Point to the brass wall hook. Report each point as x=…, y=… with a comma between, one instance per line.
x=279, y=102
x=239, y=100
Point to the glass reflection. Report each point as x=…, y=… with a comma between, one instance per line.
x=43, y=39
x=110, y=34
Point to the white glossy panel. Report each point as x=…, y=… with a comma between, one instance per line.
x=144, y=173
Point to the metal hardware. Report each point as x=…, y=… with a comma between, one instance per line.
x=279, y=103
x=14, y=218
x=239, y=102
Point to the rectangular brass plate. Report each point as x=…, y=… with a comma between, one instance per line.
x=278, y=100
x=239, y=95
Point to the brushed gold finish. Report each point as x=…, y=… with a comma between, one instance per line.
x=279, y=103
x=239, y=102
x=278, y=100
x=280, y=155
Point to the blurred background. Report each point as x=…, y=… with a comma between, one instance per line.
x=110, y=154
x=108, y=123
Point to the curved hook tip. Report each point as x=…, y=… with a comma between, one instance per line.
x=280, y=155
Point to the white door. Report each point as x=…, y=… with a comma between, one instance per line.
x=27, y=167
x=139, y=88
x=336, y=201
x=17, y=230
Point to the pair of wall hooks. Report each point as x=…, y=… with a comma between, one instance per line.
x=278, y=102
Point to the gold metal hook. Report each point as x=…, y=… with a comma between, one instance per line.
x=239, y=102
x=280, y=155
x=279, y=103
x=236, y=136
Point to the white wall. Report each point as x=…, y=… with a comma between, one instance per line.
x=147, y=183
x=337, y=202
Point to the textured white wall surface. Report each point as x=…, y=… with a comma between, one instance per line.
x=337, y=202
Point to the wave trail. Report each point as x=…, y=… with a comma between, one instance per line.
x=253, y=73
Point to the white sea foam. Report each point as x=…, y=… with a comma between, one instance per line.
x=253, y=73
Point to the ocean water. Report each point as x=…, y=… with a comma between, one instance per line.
------------------------------------------------
#### Task description:
Nothing but the lines from the one with "Point to the rectangular" through the final line of the data belongs in the answer, and they must match exactly.

#### Solution to this problem:
Point to the rectangular brass plate. Report each point as x=…, y=… with a comma between, one instance per line.
x=278, y=100
x=239, y=95
Point to the brushed gold finish. Report each point as x=…, y=… with a comma between, one instance per line.
x=279, y=103
x=239, y=102
x=278, y=100
x=280, y=155
Point to the blurred background. Report each point as x=…, y=… with a comma between, one instance per line.
x=110, y=154
x=108, y=123
Point to the curved hook tip. Report each point as x=…, y=… with a comma between, one instance per line.
x=280, y=155
Point to the white door. Report each point as x=…, y=… with a comma between, one instance per line.
x=27, y=167
x=139, y=88
x=336, y=201
x=17, y=230
Point to the pair of wall hooks. Report each point as x=…, y=… with a comma between, one instance per line.
x=278, y=102
Point to the gold metal hook. Report each point as x=…, y=… with a comma between, one instance per line.
x=239, y=102
x=280, y=155
x=279, y=103
x=236, y=136
Point to the white wall. Report each point as x=…, y=… with a comma between, one instance per line.
x=147, y=183
x=337, y=202
Point to the textured white wall surface. Report each point as x=…, y=… with a comma between, one instance per line.
x=337, y=202
Point to the wave trail. Report each point as x=…, y=… with a comma between, one instance per line.
x=253, y=73
Point to the white sea foam. Report each point as x=…, y=… with a comma between, one instance per line.
x=253, y=73
Point to the ocean water. Report each point as x=…, y=… with a comma between, one instance per line.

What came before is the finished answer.